Your objective:
Tally the lines of the material below that contain the string "reflection", treating case as significant, and give only the number.
++++ Extracted material ++++
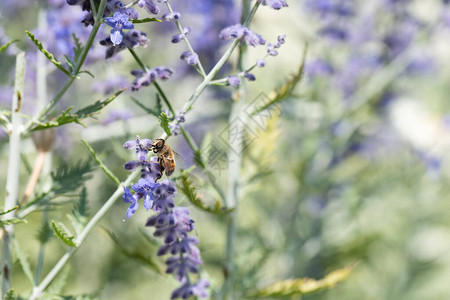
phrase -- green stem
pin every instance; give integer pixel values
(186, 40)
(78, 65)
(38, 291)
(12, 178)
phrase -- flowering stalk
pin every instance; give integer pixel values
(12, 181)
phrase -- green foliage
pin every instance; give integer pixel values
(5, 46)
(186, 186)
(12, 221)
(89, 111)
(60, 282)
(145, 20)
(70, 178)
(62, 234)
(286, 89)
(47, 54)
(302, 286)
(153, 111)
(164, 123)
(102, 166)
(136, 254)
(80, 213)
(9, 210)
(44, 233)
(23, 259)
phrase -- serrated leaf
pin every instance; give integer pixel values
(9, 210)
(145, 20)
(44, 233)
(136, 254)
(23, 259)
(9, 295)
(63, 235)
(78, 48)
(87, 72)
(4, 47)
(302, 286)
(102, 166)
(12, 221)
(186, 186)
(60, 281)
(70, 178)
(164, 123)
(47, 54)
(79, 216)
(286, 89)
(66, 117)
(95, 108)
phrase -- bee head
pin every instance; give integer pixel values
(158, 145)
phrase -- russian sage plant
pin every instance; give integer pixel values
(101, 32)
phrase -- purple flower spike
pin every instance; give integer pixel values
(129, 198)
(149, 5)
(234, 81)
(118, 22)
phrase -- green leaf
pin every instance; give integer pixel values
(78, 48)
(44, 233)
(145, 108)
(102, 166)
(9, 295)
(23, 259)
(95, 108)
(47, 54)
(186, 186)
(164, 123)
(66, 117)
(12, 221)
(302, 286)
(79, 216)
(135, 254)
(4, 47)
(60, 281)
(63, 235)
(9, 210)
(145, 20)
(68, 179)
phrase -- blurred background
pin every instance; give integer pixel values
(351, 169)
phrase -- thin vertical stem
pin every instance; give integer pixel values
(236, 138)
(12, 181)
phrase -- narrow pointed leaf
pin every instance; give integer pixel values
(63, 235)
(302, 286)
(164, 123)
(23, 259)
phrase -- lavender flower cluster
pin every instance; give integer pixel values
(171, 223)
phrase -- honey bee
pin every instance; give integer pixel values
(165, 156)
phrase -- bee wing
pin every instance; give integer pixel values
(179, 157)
++++
++++ Extracted material ++++
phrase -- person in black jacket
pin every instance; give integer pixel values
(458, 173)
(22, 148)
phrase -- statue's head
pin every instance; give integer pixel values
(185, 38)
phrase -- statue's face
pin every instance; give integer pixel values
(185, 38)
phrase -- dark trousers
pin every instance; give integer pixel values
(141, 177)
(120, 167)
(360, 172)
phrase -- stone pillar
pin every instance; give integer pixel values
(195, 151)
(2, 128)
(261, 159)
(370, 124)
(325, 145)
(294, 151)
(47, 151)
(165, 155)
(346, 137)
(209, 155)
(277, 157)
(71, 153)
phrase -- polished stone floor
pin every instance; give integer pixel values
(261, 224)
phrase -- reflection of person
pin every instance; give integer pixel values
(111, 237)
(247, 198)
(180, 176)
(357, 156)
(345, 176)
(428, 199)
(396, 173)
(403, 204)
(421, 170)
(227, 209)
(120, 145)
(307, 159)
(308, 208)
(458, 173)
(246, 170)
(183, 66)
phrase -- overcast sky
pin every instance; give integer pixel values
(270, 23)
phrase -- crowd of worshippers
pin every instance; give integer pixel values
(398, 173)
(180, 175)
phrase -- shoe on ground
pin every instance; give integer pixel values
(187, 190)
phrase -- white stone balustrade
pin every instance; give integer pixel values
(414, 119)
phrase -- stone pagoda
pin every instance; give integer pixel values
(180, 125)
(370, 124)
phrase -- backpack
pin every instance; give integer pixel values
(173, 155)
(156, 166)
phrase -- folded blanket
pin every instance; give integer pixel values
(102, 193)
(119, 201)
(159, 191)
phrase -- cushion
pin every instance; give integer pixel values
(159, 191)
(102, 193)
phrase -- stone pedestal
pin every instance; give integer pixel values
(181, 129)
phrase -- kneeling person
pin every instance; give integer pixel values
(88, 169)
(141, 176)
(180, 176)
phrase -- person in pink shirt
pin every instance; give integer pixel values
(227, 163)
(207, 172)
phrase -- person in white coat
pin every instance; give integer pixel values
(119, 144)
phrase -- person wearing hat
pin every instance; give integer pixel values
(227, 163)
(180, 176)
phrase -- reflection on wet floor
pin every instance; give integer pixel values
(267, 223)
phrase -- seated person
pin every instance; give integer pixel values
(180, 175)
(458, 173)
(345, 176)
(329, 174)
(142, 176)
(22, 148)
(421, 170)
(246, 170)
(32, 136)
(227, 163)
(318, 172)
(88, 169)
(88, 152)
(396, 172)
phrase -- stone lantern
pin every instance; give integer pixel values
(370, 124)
++++
Written response:
2